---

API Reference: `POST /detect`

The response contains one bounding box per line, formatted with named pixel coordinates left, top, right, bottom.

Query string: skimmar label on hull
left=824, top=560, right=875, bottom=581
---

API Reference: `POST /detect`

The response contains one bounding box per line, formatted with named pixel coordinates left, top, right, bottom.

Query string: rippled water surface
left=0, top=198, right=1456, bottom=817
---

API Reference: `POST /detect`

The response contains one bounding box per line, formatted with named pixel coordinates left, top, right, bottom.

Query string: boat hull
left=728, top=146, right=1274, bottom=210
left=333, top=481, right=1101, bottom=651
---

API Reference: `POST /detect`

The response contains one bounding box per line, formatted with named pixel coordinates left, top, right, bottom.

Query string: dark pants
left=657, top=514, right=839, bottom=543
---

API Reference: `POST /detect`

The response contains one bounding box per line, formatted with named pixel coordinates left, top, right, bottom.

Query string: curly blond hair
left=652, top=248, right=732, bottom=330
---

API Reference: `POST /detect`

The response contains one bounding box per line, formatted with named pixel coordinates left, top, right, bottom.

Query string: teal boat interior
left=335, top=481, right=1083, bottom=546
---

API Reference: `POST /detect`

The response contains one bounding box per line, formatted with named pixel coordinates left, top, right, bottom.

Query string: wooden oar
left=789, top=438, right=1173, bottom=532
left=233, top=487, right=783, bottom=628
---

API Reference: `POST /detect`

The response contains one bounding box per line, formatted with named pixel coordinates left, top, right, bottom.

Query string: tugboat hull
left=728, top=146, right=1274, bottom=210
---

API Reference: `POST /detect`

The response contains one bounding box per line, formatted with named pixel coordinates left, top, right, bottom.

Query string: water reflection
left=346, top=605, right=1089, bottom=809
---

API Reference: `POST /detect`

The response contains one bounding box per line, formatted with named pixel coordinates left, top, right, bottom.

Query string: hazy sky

• **REQUIREMENT**:
Can you render the listing, from its first line through the line with "left=333, top=481, right=1101, bottom=651", as a Markdown table with the columns Row and Text, giving each nonblank line its own numbered row and skipping the blank ones?

• **RESULT OF THE EXERCISE**:
| Row | Text |
|---|---|
| 1 | --- |
| 2 | API Reference: `POST /detect` |
| 3 | The response contains one bounding box per line, formatted with named pixel coordinates left, top, right, bottom. |
| 4 | Query string: skimmar label on hull |
| 5 | left=824, top=560, right=875, bottom=581 |
| 6 | --- |
| 7 | API Reference: `POST /detect` |
| 8 | The response contains one bounding box per line, formatted with named pixel coordinates left, top, right, bottom. |
| 9 | Query string: rippled water surface |
| 10 | left=0, top=198, right=1456, bottom=817 |
| 11 | --- |
| 12 | API Reference: `POST /detect` |
| 13 | The response contains one bounding box per line, formatted with named pixel coordinates left, top, right, bottom. |
| 14 | Query string: boat hull |
| 15 | left=728, top=146, right=1274, bottom=210 |
| 16 | left=333, top=481, right=1101, bottom=651 |